_TASK REQUIREMENTS_
The answer should consist of every line of the material, repeated verbatim.

'''

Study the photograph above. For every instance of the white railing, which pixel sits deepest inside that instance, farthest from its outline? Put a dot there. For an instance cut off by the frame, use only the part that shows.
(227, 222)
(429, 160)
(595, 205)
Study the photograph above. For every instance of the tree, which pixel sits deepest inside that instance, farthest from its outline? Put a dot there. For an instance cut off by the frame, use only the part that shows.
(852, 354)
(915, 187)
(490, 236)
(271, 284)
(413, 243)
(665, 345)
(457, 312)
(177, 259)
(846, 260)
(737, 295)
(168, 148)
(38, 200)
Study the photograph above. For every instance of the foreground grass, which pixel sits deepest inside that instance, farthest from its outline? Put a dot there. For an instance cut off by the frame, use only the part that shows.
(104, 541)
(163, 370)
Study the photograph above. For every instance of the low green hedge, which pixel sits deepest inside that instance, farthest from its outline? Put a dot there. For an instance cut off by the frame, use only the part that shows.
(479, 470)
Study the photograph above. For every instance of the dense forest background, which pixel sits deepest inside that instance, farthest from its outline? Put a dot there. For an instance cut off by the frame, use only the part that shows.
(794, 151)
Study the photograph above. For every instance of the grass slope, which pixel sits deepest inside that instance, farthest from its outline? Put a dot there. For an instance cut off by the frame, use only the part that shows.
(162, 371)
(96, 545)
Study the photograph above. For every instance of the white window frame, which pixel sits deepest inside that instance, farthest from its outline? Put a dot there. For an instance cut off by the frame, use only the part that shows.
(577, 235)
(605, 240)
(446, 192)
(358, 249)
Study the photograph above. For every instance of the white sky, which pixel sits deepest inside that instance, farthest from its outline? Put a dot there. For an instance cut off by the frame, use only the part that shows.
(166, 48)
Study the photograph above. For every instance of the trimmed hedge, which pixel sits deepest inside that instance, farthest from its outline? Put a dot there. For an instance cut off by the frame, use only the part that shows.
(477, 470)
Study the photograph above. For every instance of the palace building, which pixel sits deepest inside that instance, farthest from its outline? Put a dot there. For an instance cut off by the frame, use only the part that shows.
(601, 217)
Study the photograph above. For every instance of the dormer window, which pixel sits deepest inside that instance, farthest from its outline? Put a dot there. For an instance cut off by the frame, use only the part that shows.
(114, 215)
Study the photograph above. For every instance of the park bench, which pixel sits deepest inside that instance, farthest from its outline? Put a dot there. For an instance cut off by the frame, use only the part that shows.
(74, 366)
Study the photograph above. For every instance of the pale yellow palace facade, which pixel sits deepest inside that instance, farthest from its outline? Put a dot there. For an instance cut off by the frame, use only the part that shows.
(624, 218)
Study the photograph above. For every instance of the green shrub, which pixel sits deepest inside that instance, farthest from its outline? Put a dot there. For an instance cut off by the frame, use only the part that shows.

'''

_THE COMPLETED TASK_
Study the photograph above. For every instance of the white railing, which pixel sits deepest inside that instance, farthest from its outline? Put a dot there. For an instance cut off by the frame, use only the part that shows.
(227, 222)
(429, 160)
(595, 205)
Study the photograph above. For every instance of the tree, which pixel sits deepest inside that instance, farthest from its outline? Put a dot there. For an instance cut off by the frame, use only the part that shows.
(852, 354)
(915, 187)
(490, 236)
(271, 284)
(413, 243)
(665, 345)
(457, 312)
(177, 259)
(846, 260)
(737, 295)
(168, 148)
(38, 200)
Study the photograph above. For every instance of the foreground grass, which pixel sits deepest inside that instance, farthest from its outline? Put a dot there. For an instance cut off by the frame, use only the part that shows.
(104, 541)
(163, 370)
Study the photograph above. For every instance of the low green hedge, which pixel sits deepest inside that instance, farthest from its outline? Put a dot there. For an instance cut off by the frame, use only the part that shows.
(479, 470)
Study the photograph above. For every instance of the dense forest background, which pixel sits deepest inside that instance, farthest from its outline? Put a dot there. For an instance cut off by the frame, use only the part that shows.
(794, 151)
Study the photograph above. For every instance of the grass slope, which pixel sits deepest inside that instance, farthest from its outline? Put a dot there. For an instance cut off by the frame, use only the part that shows.
(162, 371)
(96, 545)
Study the photograph above. For every instance of the white window frame, which pixel sits deepest inside that instance, farthest from its outline? Put a dot there. For an instance cut off by the frame, use only the part that shows.
(577, 235)
(605, 240)
(446, 192)
(358, 249)
Study the photograph above. For every instance of the white sky, which pixel sits deepest inside that instance, farthest from its outline? Put a dot there. For an instance cut off by the frame, use only the part that shows.
(166, 48)
Study the photograph above. For every instance of the trimmed hedge, which pixel sits deepest inside that instance, farthest from its outline? Put a dot there. For an instance cut off by the frame, use only the part that shows.
(477, 470)
Study the photograph above. For every instance of the palace building, which pixel sits deepest inside that instance, farthest from its outline? Put a dot there. For an instance cut off by the frame, use only the part that shows.
(601, 217)
Study the photograph above. For every instance of the dormer window, which pixel sits deepest inside that instance, farthest from its outline? Put a dot there. For an instance cut off by the frame, use only the part that shows.
(114, 215)
Study the photograph above. For every instance of the park bench, which pixel sits deepest inside that instance, farthest from its outline? Put a dot there. For an instance cut off by the frame, use only the part that shows.
(74, 366)
Study the photograph above. For every instance of the pale yellow palace facade, which pixel sits deepest inside that instance, farthest from its outline? Put a dot there. For an instance cut off by the frame, use only the part that shows.
(624, 218)
Study the photograph above. For every instance of the green shrub, which pixel sits deepest inside that instance, farthest from its outline? Put a dot there. For an instance cut off by the frame, use only the part that shows.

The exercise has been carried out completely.